▶ [Instructions for the task] Render the records from the line containing "The function MUST return, for every instance of the distant" through the line containing "204], [438, 240]]" as a Markdown table with the columns Num and Text, one numbered row per line, with blank lines skipped.

╭─ Records provided

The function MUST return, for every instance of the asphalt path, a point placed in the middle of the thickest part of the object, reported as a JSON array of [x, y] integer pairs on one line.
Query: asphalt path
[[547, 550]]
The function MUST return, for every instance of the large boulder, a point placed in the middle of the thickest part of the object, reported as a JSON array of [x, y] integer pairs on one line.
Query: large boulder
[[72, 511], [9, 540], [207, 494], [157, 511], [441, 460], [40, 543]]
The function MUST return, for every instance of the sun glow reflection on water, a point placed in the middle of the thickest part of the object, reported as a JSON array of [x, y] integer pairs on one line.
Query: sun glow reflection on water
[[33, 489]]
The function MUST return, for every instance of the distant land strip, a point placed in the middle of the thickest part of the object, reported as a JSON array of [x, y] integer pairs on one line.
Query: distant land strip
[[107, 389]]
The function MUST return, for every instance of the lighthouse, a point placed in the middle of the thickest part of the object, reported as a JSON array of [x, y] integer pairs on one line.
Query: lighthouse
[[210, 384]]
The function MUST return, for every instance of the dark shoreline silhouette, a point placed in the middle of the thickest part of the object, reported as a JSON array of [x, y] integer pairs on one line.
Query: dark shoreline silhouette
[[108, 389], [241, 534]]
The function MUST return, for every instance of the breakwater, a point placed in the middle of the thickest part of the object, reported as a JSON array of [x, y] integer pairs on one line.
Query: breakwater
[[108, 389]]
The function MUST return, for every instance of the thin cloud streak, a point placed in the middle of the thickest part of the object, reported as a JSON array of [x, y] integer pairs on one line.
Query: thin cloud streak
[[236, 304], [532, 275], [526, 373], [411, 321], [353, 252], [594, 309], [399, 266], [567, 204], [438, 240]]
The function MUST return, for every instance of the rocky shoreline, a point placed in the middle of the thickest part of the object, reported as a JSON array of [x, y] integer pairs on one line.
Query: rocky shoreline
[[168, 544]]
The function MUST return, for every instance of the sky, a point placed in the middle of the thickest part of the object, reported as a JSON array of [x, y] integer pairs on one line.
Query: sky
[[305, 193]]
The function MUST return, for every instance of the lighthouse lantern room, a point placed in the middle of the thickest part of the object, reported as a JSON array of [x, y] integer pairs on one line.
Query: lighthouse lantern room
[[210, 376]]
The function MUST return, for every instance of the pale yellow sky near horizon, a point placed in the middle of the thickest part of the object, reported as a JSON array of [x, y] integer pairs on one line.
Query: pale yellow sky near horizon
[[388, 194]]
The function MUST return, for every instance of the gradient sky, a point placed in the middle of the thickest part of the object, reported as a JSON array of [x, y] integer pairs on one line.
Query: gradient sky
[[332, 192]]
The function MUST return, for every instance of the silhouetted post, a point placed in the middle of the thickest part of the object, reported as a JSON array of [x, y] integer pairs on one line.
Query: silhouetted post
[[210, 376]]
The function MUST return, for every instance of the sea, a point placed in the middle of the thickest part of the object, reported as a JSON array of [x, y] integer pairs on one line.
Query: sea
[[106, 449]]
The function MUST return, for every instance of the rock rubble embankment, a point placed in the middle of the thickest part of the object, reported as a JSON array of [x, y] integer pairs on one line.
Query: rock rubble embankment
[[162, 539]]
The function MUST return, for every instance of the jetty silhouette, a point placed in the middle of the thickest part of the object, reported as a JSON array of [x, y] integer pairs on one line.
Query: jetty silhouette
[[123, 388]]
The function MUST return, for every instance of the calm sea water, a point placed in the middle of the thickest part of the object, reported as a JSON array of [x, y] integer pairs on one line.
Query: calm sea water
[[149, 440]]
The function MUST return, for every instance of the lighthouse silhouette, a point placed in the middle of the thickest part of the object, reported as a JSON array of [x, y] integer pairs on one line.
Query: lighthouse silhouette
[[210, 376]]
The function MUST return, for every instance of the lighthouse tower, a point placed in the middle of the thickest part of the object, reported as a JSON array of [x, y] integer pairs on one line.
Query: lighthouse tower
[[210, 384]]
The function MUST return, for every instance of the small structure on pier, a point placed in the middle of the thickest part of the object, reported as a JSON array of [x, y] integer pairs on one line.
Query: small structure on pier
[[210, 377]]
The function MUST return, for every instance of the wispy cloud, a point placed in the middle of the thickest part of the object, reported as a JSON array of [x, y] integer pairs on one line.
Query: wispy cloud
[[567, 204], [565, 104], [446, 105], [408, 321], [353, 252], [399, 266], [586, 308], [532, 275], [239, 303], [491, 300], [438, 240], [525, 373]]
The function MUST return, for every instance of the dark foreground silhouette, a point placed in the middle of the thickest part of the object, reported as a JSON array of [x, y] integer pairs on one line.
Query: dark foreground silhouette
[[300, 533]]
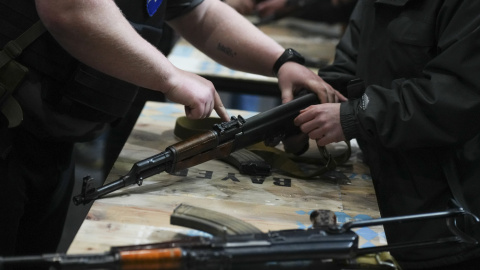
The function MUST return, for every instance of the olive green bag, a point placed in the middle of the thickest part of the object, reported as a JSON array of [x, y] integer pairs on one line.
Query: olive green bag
[[12, 74]]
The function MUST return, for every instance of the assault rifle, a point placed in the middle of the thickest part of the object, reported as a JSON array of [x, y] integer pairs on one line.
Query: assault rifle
[[223, 139], [324, 246]]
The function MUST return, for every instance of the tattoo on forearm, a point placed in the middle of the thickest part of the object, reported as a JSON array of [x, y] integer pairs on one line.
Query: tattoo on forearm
[[228, 51]]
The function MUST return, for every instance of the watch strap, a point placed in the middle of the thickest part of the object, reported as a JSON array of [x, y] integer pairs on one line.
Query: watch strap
[[289, 55]]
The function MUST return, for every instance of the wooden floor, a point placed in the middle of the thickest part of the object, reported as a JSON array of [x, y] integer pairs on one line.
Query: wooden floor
[[141, 214]]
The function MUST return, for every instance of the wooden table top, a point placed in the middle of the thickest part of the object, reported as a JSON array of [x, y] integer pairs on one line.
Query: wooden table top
[[141, 214]]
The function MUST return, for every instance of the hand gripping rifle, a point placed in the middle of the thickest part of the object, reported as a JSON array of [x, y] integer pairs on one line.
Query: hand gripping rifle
[[324, 246], [225, 138]]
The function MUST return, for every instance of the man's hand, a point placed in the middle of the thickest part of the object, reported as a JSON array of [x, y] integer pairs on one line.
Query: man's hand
[[322, 123], [293, 77], [197, 94]]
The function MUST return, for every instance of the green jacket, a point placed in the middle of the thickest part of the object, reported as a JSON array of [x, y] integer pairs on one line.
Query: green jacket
[[418, 120]]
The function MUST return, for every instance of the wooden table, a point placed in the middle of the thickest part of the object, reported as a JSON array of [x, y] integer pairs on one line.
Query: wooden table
[[140, 214]]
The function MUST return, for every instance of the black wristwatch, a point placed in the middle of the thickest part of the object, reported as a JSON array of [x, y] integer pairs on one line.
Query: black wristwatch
[[289, 55]]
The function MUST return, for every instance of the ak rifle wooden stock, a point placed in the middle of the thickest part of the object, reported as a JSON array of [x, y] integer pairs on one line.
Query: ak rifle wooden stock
[[327, 247], [223, 139]]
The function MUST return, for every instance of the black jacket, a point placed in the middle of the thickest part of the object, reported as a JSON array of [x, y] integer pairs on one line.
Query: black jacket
[[418, 120]]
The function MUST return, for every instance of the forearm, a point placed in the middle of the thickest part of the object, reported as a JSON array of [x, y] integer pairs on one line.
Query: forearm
[[96, 33], [228, 38]]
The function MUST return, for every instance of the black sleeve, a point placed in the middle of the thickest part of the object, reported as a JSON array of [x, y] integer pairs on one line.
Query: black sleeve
[[176, 8]]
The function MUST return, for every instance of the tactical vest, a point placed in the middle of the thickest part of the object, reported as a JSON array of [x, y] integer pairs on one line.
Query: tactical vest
[[70, 85]]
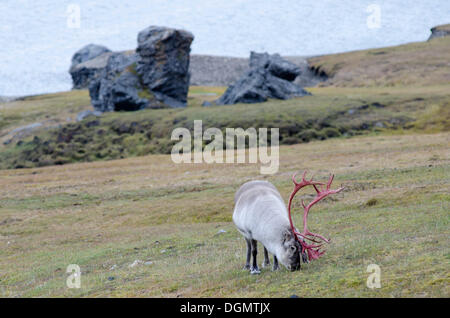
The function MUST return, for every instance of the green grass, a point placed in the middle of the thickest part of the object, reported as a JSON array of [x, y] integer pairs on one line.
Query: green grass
[[380, 123], [105, 215], [421, 63], [329, 113]]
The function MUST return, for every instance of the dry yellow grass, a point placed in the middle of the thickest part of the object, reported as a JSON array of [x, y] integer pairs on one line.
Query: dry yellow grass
[[110, 213]]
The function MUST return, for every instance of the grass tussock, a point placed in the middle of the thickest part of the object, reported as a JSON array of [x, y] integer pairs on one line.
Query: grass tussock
[[104, 216], [329, 113]]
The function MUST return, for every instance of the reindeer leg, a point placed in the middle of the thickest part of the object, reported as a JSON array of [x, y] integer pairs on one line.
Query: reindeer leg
[[249, 254], [275, 266], [254, 269], [266, 258]]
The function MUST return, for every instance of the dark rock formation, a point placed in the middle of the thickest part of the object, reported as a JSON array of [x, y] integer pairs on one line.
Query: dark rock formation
[[440, 31], [87, 64], [164, 61], [209, 70], [269, 76], [154, 76]]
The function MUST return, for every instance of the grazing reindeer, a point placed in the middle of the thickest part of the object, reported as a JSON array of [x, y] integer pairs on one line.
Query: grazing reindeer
[[260, 215]]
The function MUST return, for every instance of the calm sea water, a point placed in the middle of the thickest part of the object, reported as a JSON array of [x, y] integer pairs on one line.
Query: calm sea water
[[38, 38]]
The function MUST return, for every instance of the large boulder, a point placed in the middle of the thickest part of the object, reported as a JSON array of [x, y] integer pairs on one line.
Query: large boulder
[[87, 64], [154, 76], [270, 76], [85, 72], [164, 61]]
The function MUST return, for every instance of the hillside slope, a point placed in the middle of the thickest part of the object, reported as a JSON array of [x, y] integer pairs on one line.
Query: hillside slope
[[104, 216], [385, 90]]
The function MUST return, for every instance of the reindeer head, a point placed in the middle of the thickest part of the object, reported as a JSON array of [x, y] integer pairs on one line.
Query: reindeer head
[[312, 250]]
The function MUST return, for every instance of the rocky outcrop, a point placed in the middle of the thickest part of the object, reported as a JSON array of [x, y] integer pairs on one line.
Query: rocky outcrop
[[270, 76], [154, 76], [440, 31], [163, 65], [207, 70], [87, 64]]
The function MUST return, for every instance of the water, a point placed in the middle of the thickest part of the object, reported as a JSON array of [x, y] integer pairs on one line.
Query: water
[[38, 38]]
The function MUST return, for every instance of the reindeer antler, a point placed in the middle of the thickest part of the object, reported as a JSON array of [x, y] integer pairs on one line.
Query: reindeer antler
[[313, 250]]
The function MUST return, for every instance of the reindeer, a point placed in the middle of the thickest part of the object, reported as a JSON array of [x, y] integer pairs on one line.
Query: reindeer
[[260, 215]]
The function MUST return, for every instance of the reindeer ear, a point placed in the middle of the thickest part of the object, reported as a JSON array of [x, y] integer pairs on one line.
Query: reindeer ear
[[287, 236]]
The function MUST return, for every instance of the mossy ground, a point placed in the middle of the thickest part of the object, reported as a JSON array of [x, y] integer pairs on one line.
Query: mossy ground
[[330, 113], [104, 215], [394, 213]]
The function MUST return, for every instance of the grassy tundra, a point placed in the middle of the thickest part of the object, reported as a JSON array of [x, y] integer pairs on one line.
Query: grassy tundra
[[386, 141]]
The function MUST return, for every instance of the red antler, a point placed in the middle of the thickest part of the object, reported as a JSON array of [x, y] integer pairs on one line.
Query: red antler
[[313, 251]]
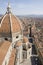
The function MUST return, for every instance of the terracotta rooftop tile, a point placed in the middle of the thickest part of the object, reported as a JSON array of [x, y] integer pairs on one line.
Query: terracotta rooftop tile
[[5, 26], [25, 39], [3, 50], [15, 24], [12, 58]]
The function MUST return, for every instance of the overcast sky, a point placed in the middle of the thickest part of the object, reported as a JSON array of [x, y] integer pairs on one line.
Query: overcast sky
[[23, 7]]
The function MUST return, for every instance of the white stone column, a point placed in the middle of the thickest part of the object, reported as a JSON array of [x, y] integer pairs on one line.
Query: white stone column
[[20, 53]]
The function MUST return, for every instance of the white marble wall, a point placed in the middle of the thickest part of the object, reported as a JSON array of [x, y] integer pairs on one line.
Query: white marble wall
[[29, 52]]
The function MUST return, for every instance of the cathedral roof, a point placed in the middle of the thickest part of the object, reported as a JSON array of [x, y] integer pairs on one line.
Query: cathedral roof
[[10, 23]]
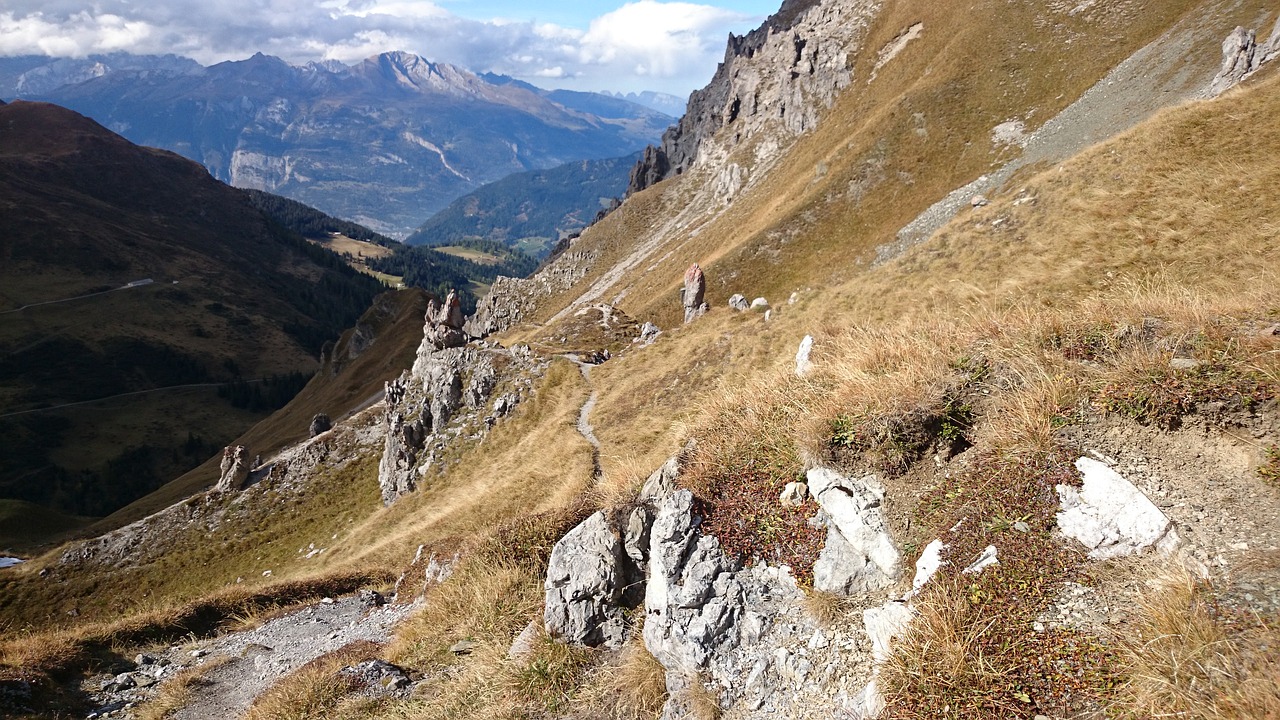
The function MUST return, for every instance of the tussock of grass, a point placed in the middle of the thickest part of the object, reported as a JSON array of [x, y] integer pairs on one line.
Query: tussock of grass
[[630, 686], [552, 675], [315, 691], [1270, 469], [1189, 656], [827, 607], [176, 692]]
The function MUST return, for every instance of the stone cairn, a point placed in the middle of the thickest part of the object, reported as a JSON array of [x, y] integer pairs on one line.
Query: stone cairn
[[234, 469], [693, 296], [443, 326]]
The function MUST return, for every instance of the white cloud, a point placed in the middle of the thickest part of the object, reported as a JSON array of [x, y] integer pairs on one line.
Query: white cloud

╰─

▶ [Exercise solution]
| Num | Text |
|---|---|
| 1 | The function MUST return, for every instance of the distant land strip, a point placed in the middle of the thickest part of the object, reported as a JSON array of [x, y] integer pairs on one line. |
| 2 | Query: distant land strip |
| 3 | [[107, 389]] |
| 4 | The function MUST return, for every instance of the lighthouse, a point placed in the middle of the thickest part of the object, reported as a JSON array of [x, y] integer pairs on one line. |
| 5 | Query: lighthouse |
| 6 | [[210, 384]] |
| 7 | The function MUST return, for every instance of the dark shoreline silhouette, a point placed in the middle of the thickest part of the object, reported as a JSON array of [x, y] integer pairs on one line. |
| 8 | Query: dark shoreline silhouette |
| 9 | [[108, 389], [241, 534]] |
| 10 | The function MUST return, for every instance of the breakwater, a point placed in the middle of the thickest part of the object, reported as a JSON array of [x, y] integer pairs on one line. |
| 11 | Query: breakwater |
| 12 | [[108, 389]] |
| 13 | The function MUST return, for every instance of the thin cloud streak, a point placed in the middle of the thickest part of the object, reported as a JSON array of [x, y] integer pairs on one line. |
| 14 | Query: thin cloud streak |
| 15 | [[236, 304], [532, 275], [526, 373], [411, 321], [353, 252], [594, 309], [399, 266], [567, 204], [438, 240]] |